» **Source text**
* * * * *

QUESTION: Tomorrow at the National Press Club, an advisor to Syrian President Assad is a presenter. Her name is Bouthaina Shaaban, and this is --

QUESTION: Bouthaina Shaaban.

QUESTION: Bouthaina Shaaban.

QUESTION: Thank you – and it’s called the Global Alliance for Terminating ISIS and al-Qaida. First of all, what is your reaction? And then, secondly, is there a State concern that this might be sort of an information war on Syria’s part

MR KIRBY: That – that this individual’s speaking?

QUESTION: Yes.

MR KIRBY: As I understand it, it’s already happened.

QUESTION: It’s tomorrow --

QUESTION: It’s tomorrow.

QUESTION: -- via Skype.

MR KIRBY: Okay.

QUESTION: Yeah, Skype. Yeah.

MR KIRBY: In any event, let me just make a couple of points. Our position with respect to this individual has not changed. She’s been designated by the Treasury Department since August 30th of 2011. So for years now, she’s served as a propaganda mouthpiece for the Assad regime, and so our position on her hasn’t changed. The event organizers, as you rightly pointed out, clarified that she’d be speaking over Skype, and with respect to the rules regarding that – with respect to the designation, I’d refer you to the Treasury Department.

QUESTION: Do you --

QUESTION: Can I just ask --

MR KIRBY: Yeah, go ahead.

* * * * *

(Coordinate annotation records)
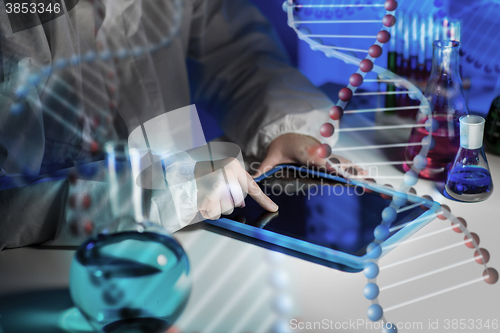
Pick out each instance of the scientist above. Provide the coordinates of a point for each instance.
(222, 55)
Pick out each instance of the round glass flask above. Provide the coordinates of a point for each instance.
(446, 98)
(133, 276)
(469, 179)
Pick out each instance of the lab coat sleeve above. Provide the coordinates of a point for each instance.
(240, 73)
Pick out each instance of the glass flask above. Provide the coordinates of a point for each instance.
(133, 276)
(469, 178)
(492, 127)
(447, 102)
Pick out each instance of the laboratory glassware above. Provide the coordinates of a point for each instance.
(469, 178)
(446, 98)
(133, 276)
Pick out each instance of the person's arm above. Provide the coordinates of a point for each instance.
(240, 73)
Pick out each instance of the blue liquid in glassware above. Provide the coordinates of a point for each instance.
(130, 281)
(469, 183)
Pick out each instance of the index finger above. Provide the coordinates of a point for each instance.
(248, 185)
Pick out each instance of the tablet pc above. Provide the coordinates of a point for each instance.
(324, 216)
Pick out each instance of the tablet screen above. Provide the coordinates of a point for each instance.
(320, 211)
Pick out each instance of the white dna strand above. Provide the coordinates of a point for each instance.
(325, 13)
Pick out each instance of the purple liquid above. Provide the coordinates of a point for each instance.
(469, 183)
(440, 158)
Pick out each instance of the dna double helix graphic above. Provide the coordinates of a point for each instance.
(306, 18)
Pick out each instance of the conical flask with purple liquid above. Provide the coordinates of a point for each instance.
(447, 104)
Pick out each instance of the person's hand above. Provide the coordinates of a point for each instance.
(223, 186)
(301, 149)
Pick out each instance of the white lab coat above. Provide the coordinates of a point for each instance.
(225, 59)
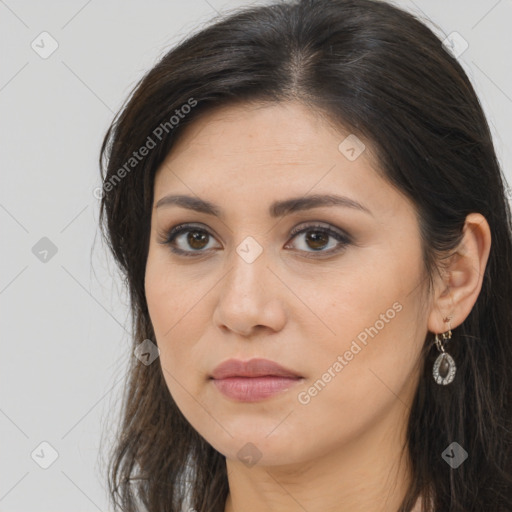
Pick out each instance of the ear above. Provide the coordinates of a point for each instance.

* * * * *

» **Given exercise**
Write out the stretch of the press briefing excerpt from "MR KIRBY: Okay." through "the Treasury Department.", changing "Treasury Department" to "Department of the Treasury".

» **Exercise output**
MR KIRBY: Okay.

QUESTION: Yeah, Skype. Yeah.

MR KIRBY: In any event, let me just make a couple of points. Our position with respect to this individual has not changed. She’s been designated by the Department of the Treasury since August 30th of 2011. So for years now, she’s served as a propaganda mouthpiece for the Assad regime, and so our position on her hasn’t changed. The event organizers, as you rightly pointed out, clarified that she’d be speaking over Skype, and with respect to the rules regarding that – with respect to the designation, I’d refer you to the Department of the Treasury.